STATED PROBLEM: Find each line in the listing below that contains the string "white", and copy those lines.

┄┄┄┄┄┄

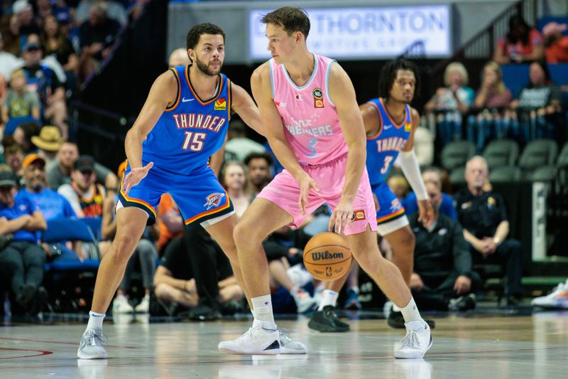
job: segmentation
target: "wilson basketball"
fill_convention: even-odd
[[[335,280],[349,271],[351,250],[341,235],[329,232],[317,234],[304,249],[304,265],[316,279]]]

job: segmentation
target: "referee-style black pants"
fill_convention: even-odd
[[[520,297],[523,294],[523,247],[517,240],[505,240],[497,250],[484,258],[483,255],[471,247],[471,257],[474,265],[499,265],[505,272],[507,286],[505,296]]]
[[[25,284],[41,284],[45,265],[43,250],[33,242],[12,241],[0,251],[0,277],[14,296]]]

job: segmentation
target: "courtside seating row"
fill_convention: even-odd
[[[100,240],[101,218],[62,218],[48,221],[48,228],[41,236],[42,242],[58,243],[61,241],[81,241],[97,246]],[[98,251],[98,247],[95,249]],[[92,256],[82,262],[53,262],[45,264],[45,272],[96,271],[100,256]]]
[[[489,168],[489,181],[545,181],[554,179],[560,166],[568,165],[568,142],[558,154],[556,141],[535,139],[529,142],[523,153],[513,139],[496,139],[487,145],[483,156]],[[442,166],[449,173],[449,181],[463,183],[465,165],[476,154],[476,146],[469,141],[454,141],[442,151]]]

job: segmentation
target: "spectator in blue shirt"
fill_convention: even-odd
[[[424,183],[433,183],[442,189],[442,173],[436,167],[429,167],[422,171],[422,178]],[[418,204],[416,202],[416,195],[414,192],[409,193],[402,201],[403,206],[407,216],[410,216],[418,211]],[[439,214],[452,220],[457,220],[457,213],[454,205],[454,198],[444,192],[442,193],[442,203],[439,205]]]
[[[56,191],[46,187],[45,161],[36,154],[28,154],[22,162],[22,177],[26,187],[16,196],[17,199],[25,199],[32,203],[41,212],[46,221],[55,218],[76,218],[69,201]],[[75,251],[83,257],[83,249],[80,244],[75,246]],[[50,262],[54,260],[79,261],[80,257],[67,246],[65,241],[55,244],[43,243],[42,247]]]
[[[47,298],[41,287],[45,257],[36,232],[45,230],[45,220],[29,199],[16,198],[16,176],[0,165],[0,277],[9,281],[13,311],[36,314]],[[18,309],[19,306],[19,309]]]

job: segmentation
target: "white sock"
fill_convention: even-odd
[[[416,306],[416,303],[414,302],[413,297],[410,298],[410,301],[408,301],[406,306],[400,308],[400,311],[403,312],[405,323],[422,319],[422,317],[420,317],[420,312],[418,311],[418,307]]]
[[[290,290],[290,294],[292,296],[296,295],[302,289],[300,288],[300,286],[294,286],[292,287],[292,289]]]
[[[338,296],[339,296],[339,294],[335,291],[332,291],[331,289],[324,289],[324,292],[322,294],[322,302],[320,303],[320,307],[317,309],[317,310],[323,311],[324,306],[328,305],[335,306],[335,304],[337,302]]]
[[[93,329],[97,332],[102,331],[102,321],[104,319],[104,314],[97,313],[91,311],[89,312],[89,324],[87,324],[85,331]]]
[[[274,315],[272,313],[272,301],[271,295],[259,296],[251,299],[253,303],[253,316],[255,320],[263,322],[263,327],[265,329],[275,329],[276,324],[274,323]],[[254,324],[253,324],[254,326]]]

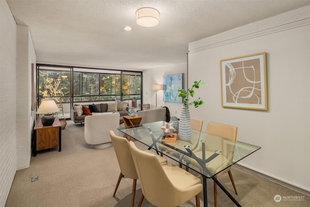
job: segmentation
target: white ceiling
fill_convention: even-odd
[[[299,0],[7,0],[29,27],[37,62],[143,70],[186,61],[188,44],[310,4]],[[136,11],[159,11],[142,27]],[[132,30],[123,28],[130,26]]]

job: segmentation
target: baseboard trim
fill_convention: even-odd
[[[305,195],[307,195],[307,196],[310,197],[310,192],[307,190],[301,189],[300,188],[298,188],[293,185],[291,185],[289,183],[283,182],[281,180],[279,180],[277,179],[276,179],[274,177],[270,177],[270,176],[268,176],[266,175],[263,174],[262,173],[259,173],[258,172],[255,171],[251,169],[248,168],[247,167],[245,167],[243,165],[241,165],[238,163],[235,164],[234,165],[233,165],[233,166],[237,168],[244,170],[250,173],[255,175],[257,176],[259,176],[261,177],[263,177],[263,178],[265,178],[268,180],[270,180],[271,182],[273,182],[279,185],[281,185],[282,186],[289,188],[290,189],[292,189],[294,191],[296,191],[298,192],[300,192],[300,193],[302,193]]]

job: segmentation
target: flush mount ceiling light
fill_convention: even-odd
[[[159,23],[159,12],[153,8],[141,8],[136,12],[136,20],[142,27],[154,27]]]

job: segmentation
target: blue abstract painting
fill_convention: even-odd
[[[182,103],[182,98],[178,97],[179,88],[183,88],[183,74],[164,75],[164,101]]]

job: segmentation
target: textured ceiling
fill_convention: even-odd
[[[188,44],[310,4],[310,0],[7,0],[29,27],[41,63],[143,70],[186,61]],[[159,24],[141,27],[153,7]],[[129,26],[132,30],[124,31]]]

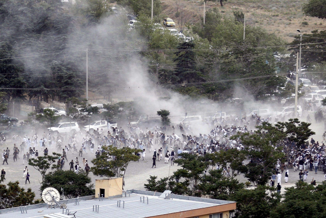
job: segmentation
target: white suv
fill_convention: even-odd
[[[281,108],[277,110],[277,115],[284,116],[285,115],[291,114],[294,113],[295,107],[293,105]],[[297,106],[297,112],[299,114],[302,114],[302,109],[301,109],[301,106]]]
[[[80,131],[76,122],[60,123],[56,124],[53,127],[48,128],[48,129],[52,132],[54,136],[56,136],[59,133],[74,134]]]
[[[108,125],[110,127],[113,127],[115,128],[117,127],[117,124],[111,124],[109,123],[108,123],[105,120],[99,120],[98,121],[92,122],[89,124],[84,126],[83,129],[86,132],[89,132],[91,134],[94,133],[94,130],[96,130],[98,128],[99,129],[105,128],[106,130],[108,128]],[[111,130],[110,129],[110,131]]]
[[[54,111],[54,114],[55,115],[61,116],[63,117],[65,116],[66,115],[66,111],[64,110],[60,110],[55,109],[54,108],[41,108],[41,109],[40,110],[40,112],[38,113],[43,113],[43,111],[44,109],[49,109],[51,110]]]

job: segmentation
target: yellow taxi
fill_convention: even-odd
[[[172,19],[167,17],[163,19],[163,25],[167,26],[174,26],[175,23]]]

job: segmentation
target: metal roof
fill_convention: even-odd
[[[132,191],[133,192],[134,191]],[[138,192],[139,193],[154,193],[144,191]],[[156,196],[153,196],[152,194],[148,195],[132,193],[130,194],[130,197],[127,194],[126,197],[112,199],[103,198],[103,200],[100,201],[98,198],[81,200],[79,205],[75,205],[73,203],[68,203],[67,204],[67,208],[69,209],[70,214],[76,212],[75,214],[76,218],[98,218],[101,217],[107,218],[121,217],[142,218],[234,203],[194,197],[188,197],[187,199],[189,199],[189,198],[191,199],[191,200],[188,200],[185,199],[187,198],[185,196],[174,195],[172,195],[172,199],[165,199],[158,197],[158,196],[161,194],[156,193]],[[180,196],[180,198],[178,198],[178,196]],[[147,203],[147,197],[148,198],[148,204]],[[182,199],[183,198],[184,199]],[[120,201],[120,207],[117,207],[117,202],[119,201]],[[124,208],[123,208],[123,201],[125,201]],[[93,211],[93,206],[95,207],[95,205],[97,205],[99,206],[98,212],[95,211],[95,207],[94,211]],[[63,211],[65,214],[66,209],[64,209]],[[51,209],[44,207],[27,209],[27,213],[22,213],[21,211],[3,213],[0,215],[0,217],[1,218],[43,218],[46,214],[58,213],[62,214],[62,209]]]

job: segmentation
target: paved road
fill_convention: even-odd
[[[316,141],[319,140],[321,142],[322,138],[321,136],[324,131],[323,124],[314,124],[312,128],[313,131],[316,132],[316,136],[313,136],[314,138]],[[22,178],[23,170],[25,166],[27,164],[23,164],[22,163],[22,154],[20,154],[20,159],[18,160],[18,161],[14,162],[12,159],[12,153],[11,152],[13,148],[13,144],[11,143],[8,142],[7,146],[3,146],[0,147],[1,151],[3,151],[7,147],[9,148],[10,150],[10,153],[8,159],[9,165],[7,165],[6,163],[2,165],[2,167],[1,169],[4,168],[6,171],[6,182],[9,181],[16,181],[19,182],[20,184],[22,187],[27,188],[31,188],[33,191],[35,192],[36,197],[38,197],[40,193],[39,190],[40,186],[40,182],[41,182],[42,178],[40,174],[36,170],[33,168],[29,166],[29,172],[31,175],[30,180],[31,184],[28,184],[27,182],[27,184],[25,184],[25,179]],[[36,148],[38,149],[38,148]],[[56,151],[54,150],[53,149],[49,148],[49,153],[51,153],[52,151]],[[156,148],[158,149],[158,148]],[[38,149],[40,151],[41,149]],[[42,149],[42,150],[43,150]],[[42,153],[40,152],[41,154]],[[88,163],[90,166],[92,167],[92,165],[91,163],[91,160],[95,157],[95,154],[91,154],[88,152],[87,154],[84,154],[83,156],[88,161]],[[151,157],[153,156],[152,152],[147,152],[146,154],[145,160],[142,161],[140,160],[139,162],[134,162],[131,163],[128,166],[125,175],[125,189],[144,189],[144,184],[147,182],[146,180],[149,179],[150,175],[155,175],[157,176],[159,178],[168,176],[171,175],[173,172],[178,168],[179,167],[174,165],[170,166],[170,164],[165,164],[164,161],[160,162],[156,161],[156,168],[152,168],[152,161]],[[71,153],[67,154],[67,157],[68,160],[74,160],[74,161],[76,157],[78,157],[78,153],[74,154]],[[80,160],[80,163],[82,163],[82,158],[78,157],[78,159]],[[0,159],[2,160],[2,159]],[[69,161],[68,161],[69,162]],[[64,169],[68,170],[69,169],[68,163],[66,163],[65,166],[64,167]],[[284,173],[285,173],[285,171]],[[299,171],[294,172],[293,169],[289,170],[289,183],[287,184],[291,185],[297,181],[299,179]],[[95,179],[98,177],[90,173],[93,180],[93,182],[95,182]],[[282,185],[285,184],[284,180],[284,174],[282,175]],[[318,171],[317,174],[314,174],[314,171],[310,172],[307,180],[307,182],[310,183],[313,177],[315,178],[318,183],[320,183],[324,180],[324,175],[322,173]],[[237,178],[240,182],[245,182],[247,181],[246,179],[244,178],[242,175],[240,175],[237,177]]]

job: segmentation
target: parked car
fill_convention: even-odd
[[[200,124],[203,121],[201,116],[199,115],[187,116],[181,121],[181,123],[185,123],[191,124]]]
[[[160,23],[157,23],[154,24],[154,29],[156,30],[157,29],[159,29],[161,30],[164,30],[164,28],[162,26],[162,25],[161,25]]]
[[[277,115],[284,116],[285,115],[291,114],[294,112],[295,107],[294,105],[292,105],[281,108],[277,110]],[[302,114],[302,109],[301,106],[297,106],[297,112],[299,114]]]
[[[106,120],[99,120],[92,122],[89,125],[84,126],[83,130],[86,132],[89,132],[91,134],[93,134],[94,130],[96,130],[97,128],[107,128],[108,126],[115,128],[117,127],[117,124],[110,124]]]
[[[135,24],[138,22],[139,22],[139,21],[135,21],[134,20],[131,20],[129,21],[129,22],[128,23],[128,25],[129,26],[134,26]]]
[[[175,23],[171,18],[166,17],[163,19],[163,25],[167,26],[174,26]]]
[[[307,86],[304,86],[303,90],[304,93],[307,94],[311,93],[313,91],[319,90],[319,87],[317,86],[314,85],[309,85]]]
[[[326,85],[323,85],[319,86],[319,89],[326,89]]]
[[[127,18],[129,20],[135,20],[137,19],[137,15],[135,14],[127,14]]]
[[[273,111],[271,111],[269,109],[259,109],[254,110],[250,113],[250,115],[251,116],[254,114],[254,113],[262,118],[263,117],[267,118],[270,116],[273,115]]]
[[[54,108],[41,108],[41,109],[40,110],[39,112],[38,112],[38,114],[43,113],[43,111],[44,110],[44,109],[49,109],[53,111],[54,111],[54,114],[55,115],[58,115],[62,116],[64,116],[67,115],[67,114],[66,113],[66,111],[64,110],[59,110],[56,109]]]
[[[80,129],[77,122],[65,122],[56,124],[53,127],[48,128],[49,131],[52,132],[54,136],[57,136],[59,133],[75,133],[80,131]]]
[[[118,9],[115,7],[110,7],[110,9],[113,12],[118,13]]]
[[[18,122],[18,119],[16,117],[11,117],[6,114],[0,115],[0,120],[1,120],[2,123],[10,122],[12,125],[16,125]]]
[[[229,117],[230,116],[230,115],[227,114],[225,112],[218,112],[214,114],[214,116],[212,117],[212,118],[213,120],[215,119],[218,119],[221,117],[225,119],[227,117]]]
[[[303,83],[304,86],[308,86],[312,85],[312,83],[311,83],[311,81],[310,80],[308,79],[304,79],[303,78],[300,78],[298,80],[298,84]]]
[[[323,99],[324,97],[321,94],[319,94],[310,93],[310,94],[305,94],[302,97],[302,98],[307,101],[309,100],[314,101],[318,98]]]
[[[312,94],[318,94],[323,96],[324,98],[326,97],[326,90],[325,89],[321,89],[318,90],[316,91],[313,91],[311,93]]]
[[[170,31],[170,33],[172,35],[175,35],[179,34],[179,31],[175,29],[170,29],[169,30]]]
[[[323,106],[322,105],[322,99],[318,99],[317,100],[315,100],[312,102],[312,105],[315,105],[318,107],[320,107]]]
[[[137,126],[142,127],[153,127],[155,126],[161,126],[161,123],[160,119],[152,118],[144,118],[138,123]]]

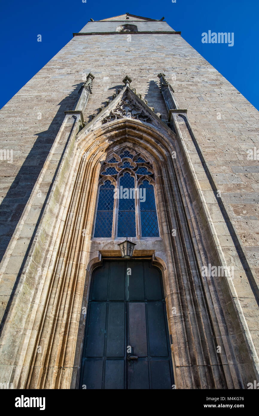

┄┄┄┄┄┄

TASK RESPONSE:
target: "white sock"
target: white ceiling
target: white suv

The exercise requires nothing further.